# Goal of the exercise
Continue the essay on family, political divides, and Hayek's The Fatal Conceit, starting right after its last sentence.

# Document section
This past July, Vice Presidential candidate J.D. Vance faced criticism for his 2021 comments on Fox News, where he described the Democrat Party as being run by "childless cat ladies" and people "without children." He later clarified on the Megyn Kelly Show that his remarks were aimed at what he perceives as the party's "anti-children" and "anti-family" policies, rather than women who are unable to have children.
While the remarks were understandably offensive to some, the public discussion around Vance's incendiary comments has drawn attention to shifting support bases between the two parties. More specifically, Democrats have seen growing support from single women, with 68% of single women voting Democrat in the 2022 midterms, while majorities of married men, married women, and single men all voted in favor of Republicans.1 Thus, it stands to reason that due to these shifts in voting bases, the parties may have different focuses with respect to policy that are more in line with their respective base’s priorities and cultural attitudes. It also appears that this cultural divergence is not just happening between voting bases but also between younger and older generations. According to a recent Pew Research poll, 47% of adults aged 18 to 49 do not plan to have children, up from 37% five years ago, with the majority (57%) citing a lack of desire ("just don't want to") rather than medical reasons (13%), suggesting significant shifts in broader cultural attitudes toward family and childbearing.
For as long as Western society has existed, conversations about these cultural dynamics were central because obviously absent a willingness on part of men and women to start families and have kids, societies cease to exist. And while capitalist systems enshrine concepts of individualism, there were collectively understood civic duties and expectations that were largely engendered through religious observance.
One major intellectual who commented on the dual importance of capitalism and civic duties was Friedrich Hayek. While generally known as a libertarian, in 1988, the famed Nobel-prize winning economist published his book The Fatal Conceit: The Errors of Socialism in which he discussed both the economic and social flaws of collectivist societies. On the economic front, chief among these is the fact that political and economic systems based on collectivist ideas invariably failed to account for the basic realities of human nature and as a consequence reliably resulted in both mass economic inefficiency and the eradication of civil liberties.

# Dataset
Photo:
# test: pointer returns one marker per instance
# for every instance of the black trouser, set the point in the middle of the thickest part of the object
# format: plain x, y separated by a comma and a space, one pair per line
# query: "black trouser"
--
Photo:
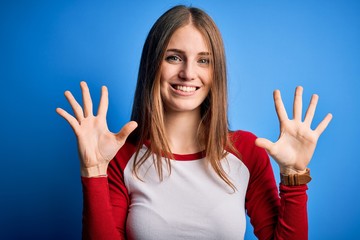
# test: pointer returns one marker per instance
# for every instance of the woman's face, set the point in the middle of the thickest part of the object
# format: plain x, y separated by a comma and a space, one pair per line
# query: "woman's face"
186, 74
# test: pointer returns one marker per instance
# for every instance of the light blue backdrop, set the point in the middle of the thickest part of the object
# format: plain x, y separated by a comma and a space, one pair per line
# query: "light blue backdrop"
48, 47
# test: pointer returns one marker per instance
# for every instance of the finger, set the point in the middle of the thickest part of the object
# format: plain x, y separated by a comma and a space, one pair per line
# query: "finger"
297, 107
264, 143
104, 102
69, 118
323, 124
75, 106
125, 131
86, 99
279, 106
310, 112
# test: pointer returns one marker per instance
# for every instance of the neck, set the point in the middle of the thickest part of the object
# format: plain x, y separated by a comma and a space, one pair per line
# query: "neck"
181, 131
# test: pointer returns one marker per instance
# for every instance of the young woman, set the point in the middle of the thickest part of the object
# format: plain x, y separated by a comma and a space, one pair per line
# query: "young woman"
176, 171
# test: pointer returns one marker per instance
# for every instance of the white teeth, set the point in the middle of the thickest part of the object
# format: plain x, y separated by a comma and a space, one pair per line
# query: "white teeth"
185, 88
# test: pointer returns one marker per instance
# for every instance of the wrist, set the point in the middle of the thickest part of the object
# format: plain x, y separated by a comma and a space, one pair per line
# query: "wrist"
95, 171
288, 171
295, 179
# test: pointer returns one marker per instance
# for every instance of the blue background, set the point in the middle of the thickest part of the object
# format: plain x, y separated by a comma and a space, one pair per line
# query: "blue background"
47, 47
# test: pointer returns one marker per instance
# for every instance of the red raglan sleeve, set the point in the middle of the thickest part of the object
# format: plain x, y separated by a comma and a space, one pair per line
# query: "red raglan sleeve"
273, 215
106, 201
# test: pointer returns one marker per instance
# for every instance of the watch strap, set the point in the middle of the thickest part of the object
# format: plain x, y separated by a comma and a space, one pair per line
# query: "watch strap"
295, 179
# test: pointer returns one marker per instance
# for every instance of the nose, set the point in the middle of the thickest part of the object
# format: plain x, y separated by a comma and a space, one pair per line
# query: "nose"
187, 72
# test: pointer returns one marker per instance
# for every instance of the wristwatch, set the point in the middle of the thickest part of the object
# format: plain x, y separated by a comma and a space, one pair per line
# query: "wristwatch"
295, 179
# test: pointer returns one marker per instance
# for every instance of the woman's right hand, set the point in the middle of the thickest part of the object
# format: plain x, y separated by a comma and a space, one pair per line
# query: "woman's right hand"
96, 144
==
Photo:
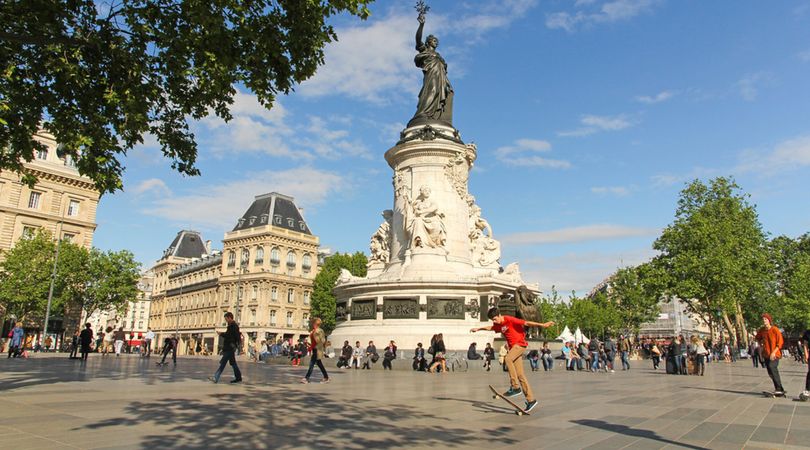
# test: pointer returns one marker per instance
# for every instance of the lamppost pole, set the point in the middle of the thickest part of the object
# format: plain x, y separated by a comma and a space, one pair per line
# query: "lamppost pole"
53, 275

# Exercise result
Hayek explained that central planners simply lack the ability through reason alone to anticipate every single change that may happen in a given market, and therefore they always fail in properly meeting market demand. In Hayek’s view, efficient economies instead depend on “spontaneous order” which emerges from the unobstructed, innumerable, seemingly random individual decisions that ultimately determine market supply and demand and result in an efficient price. If central planners wanted to be able to keep pace with the many random changes to consumer tastes and decisions, there would necessarily need to be restrictions on consumers’ behaviors and individual freedom.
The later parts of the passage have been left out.